* [Work to do]: Arrange every line of the records below as a JSON list of strings, one string per line, skipping blank lines and leaving the pictures out.
== Dataset rows
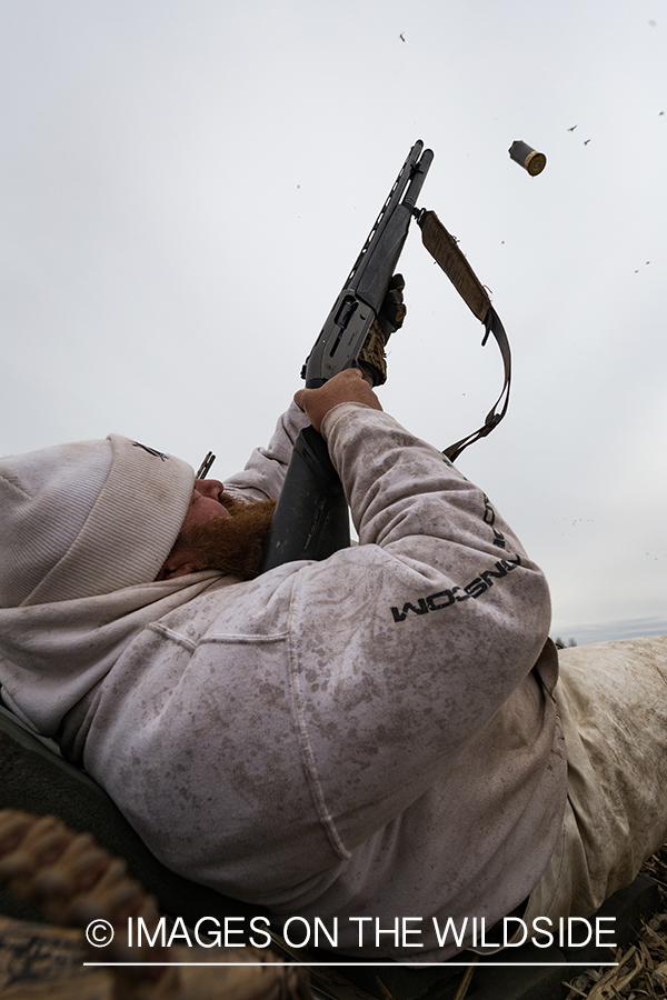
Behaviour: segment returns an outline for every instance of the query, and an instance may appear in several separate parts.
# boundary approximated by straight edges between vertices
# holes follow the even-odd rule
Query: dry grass
[[[648,859],[643,874],[655,879],[663,906],[637,941],[618,953],[614,969],[588,970],[567,983],[567,1000],[667,1000],[667,844]]]

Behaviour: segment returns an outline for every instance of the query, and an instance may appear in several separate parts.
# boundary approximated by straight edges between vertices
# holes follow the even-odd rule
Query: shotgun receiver
[[[502,391],[484,424],[445,449],[449,461],[489,434],[505,417],[509,403],[511,358],[500,318],[486,288],[435,212],[415,202],[434,159],[418,141],[389,192],[380,214],[336,299],[322,331],[301,371],[308,389],[358,364],[357,358],[377,318],[398,263],[412,217],[424,246],[445,271],[468,308],[484,323],[482,347],[494,334],[505,366]],[[349,511],[323,438],[307,427],[299,432],[269,532],[261,572],[297,559],[326,559],[350,543]]]
[[[418,141],[409,152],[342,291],[301,370],[308,389],[357,366],[394,276],[415,202],[434,154]],[[299,432],[280,491],[261,572],[297,559],[326,559],[350,543],[349,511],[325,439]]]

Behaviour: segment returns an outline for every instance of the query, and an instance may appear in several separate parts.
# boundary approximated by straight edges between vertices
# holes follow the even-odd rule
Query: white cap
[[[155,580],[193,483],[187,462],[119,434],[0,459],[0,608]]]

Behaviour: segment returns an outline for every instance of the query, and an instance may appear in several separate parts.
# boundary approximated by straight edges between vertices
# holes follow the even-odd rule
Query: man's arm
[[[266,448],[256,448],[242,472],[225,479],[225,489],[252,500],[276,500],[282,483],[297,434],[308,426],[308,417],[296,403],[278,419]]]

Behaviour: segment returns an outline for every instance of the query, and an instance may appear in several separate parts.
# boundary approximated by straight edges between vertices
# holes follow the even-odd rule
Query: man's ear
[[[199,570],[195,566],[193,552],[191,549],[176,548],[172,549],[156,577],[159,580],[172,580],[175,577],[186,577],[189,573],[197,573]]]
[[[165,580],[173,580],[175,577],[187,577],[189,573],[198,572],[197,569],[192,566],[191,562],[183,562],[175,570],[168,570],[165,574]]]

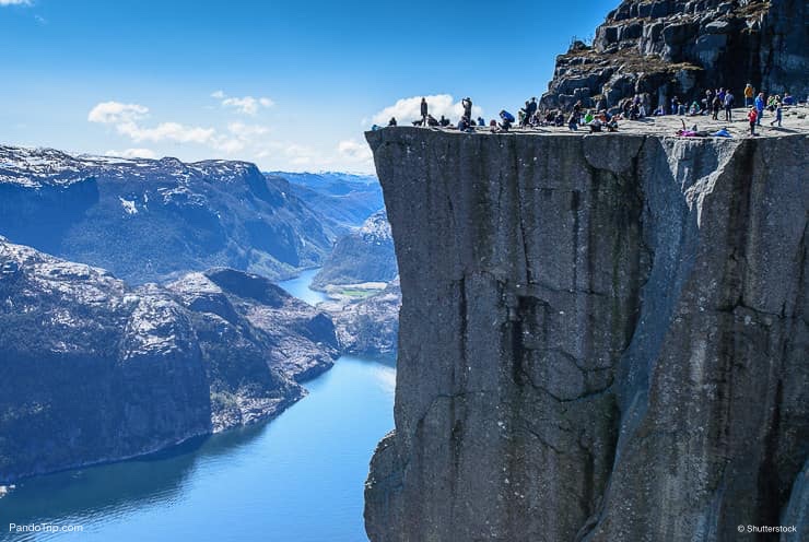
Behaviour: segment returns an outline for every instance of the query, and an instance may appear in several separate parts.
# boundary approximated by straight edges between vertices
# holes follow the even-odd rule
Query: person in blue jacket
[[[758,126],[761,126],[761,117],[764,116],[764,93],[760,92],[759,95],[755,96],[755,111],[758,113],[755,122]]]
[[[507,132],[512,128],[512,122],[514,122],[514,115],[506,111],[505,109],[501,109],[500,119],[502,120],[502,122],[500,123],[500,129],[504,132]]]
====
* [Finished task]:
[
  "Behaviour: segment returns an outline for every instance of the query, and an instance may appear in several separate parts.",
  "# boundary approximated by straight edges between vertices",
  "# holes follow the even-odd rule",
  "Query: dry grass",
  "[[[648,859],[643,874],[655,879],[663,906],[637,941],[618,953],[614,969],[588,970],[567,983],[567,1000],[667,1000],[667,844]]]",
  "Behaviour: segment returns an outline for every instance of the query, and an instance may appear in several separate parts.",
  "# boundary approximated by straight edges between vertices",
  "# holes follow the even-odd rule",
  "Query: shotgun receiver",
  "[[[502,391],[484,424],[445,449],[449,461],[489,434],[505,417],[509,403],[511,358],[500,318],[486,288],[435,212],[415,202],[434,159],[418,141],[389,192],[380,214],[336,299],[322,331],[301,371],[308,389],[358,364],[357,358],[377,318],[398,263],[412,217],[424,246],[445,271],[468,308],[484,323],[482,347],[494,334],[505,366]],[[349,511],[323,438],[307,427],[299,432],[269,532],[261,572],[297,559],[326,559],[350,543]]]",
  "[[[418,141],[409,152],[342,291],[301,370],[308,389],[357,366],[394,276],[415,202],[434,154]],[[299,432],[280,491],[261,572],[297,559],[326,559],[350,543],[349,511],[325,439]]]",
  "Behaviour: segment returns an outline for every instance of the query, and an instance may appear in several separate parts.",
  "# boundary approximated by straight edges between vertices",
  "# holes follow the even-odd rule",
  "Query: white cap",
  "[[[155,580],[193,483],[187,462],[119,434],[0,459],[0,608]]]",
  "Behaviour: segment returns an outline for every instance of the query, and an instance may appear in several separate parts.",
  "# boundary approximated by straight edges between vertices",
  "# holes follow the even-odd rule",
  "Query: man's arm",
  "[[[266,448],[256,448],[242,472],[225,479],[225,489],[252,500],[276,500],[282,483],[297,434],[308,426],[308,417],[296,403],[278,419]]]",
  "Behaviour: segment returns an outline for every instance of the query, and an instance may appear in several separate parts.",
  "# boundary approximated by straight edges between vertices",
  "# holes follow the even-odd rule",
  "Query: man's ear",
  "[[[199,570],[195,566],[193,552],[191,549],[176,548],[172,549],[156,577],[159,580],[172,580],[175,577],[186,577],[189,573],[197,573]]]",
  "[[[165,580],[173,580],[175,577],[187,577],[189,573],[198,572],[197,569],[192,566],[191,562],[183,562],[175,570],[168,570],[165,574]]]",
  "Behaviour: segment returns an outline for every instance of the query, and an instance may appear in several separate parts.",
  "# boundary approximated by straight edges between vertices",
  "# holes follow the even-odd rule",
  "Query: person in blue jacket",
  "[[[758,126],[761,126],[761,117],[764,116],[764,93],[760,92],[759,95],[755,96],[755,111],[758,113],[755,122]]]",
  "[[[507,132],[512,128],[512,122],[514,122],[514,115],[506,111],[505,109],[501,109],[500,119],[502,120],[502,122],[500,123],[500,129],[504,132]]]"
]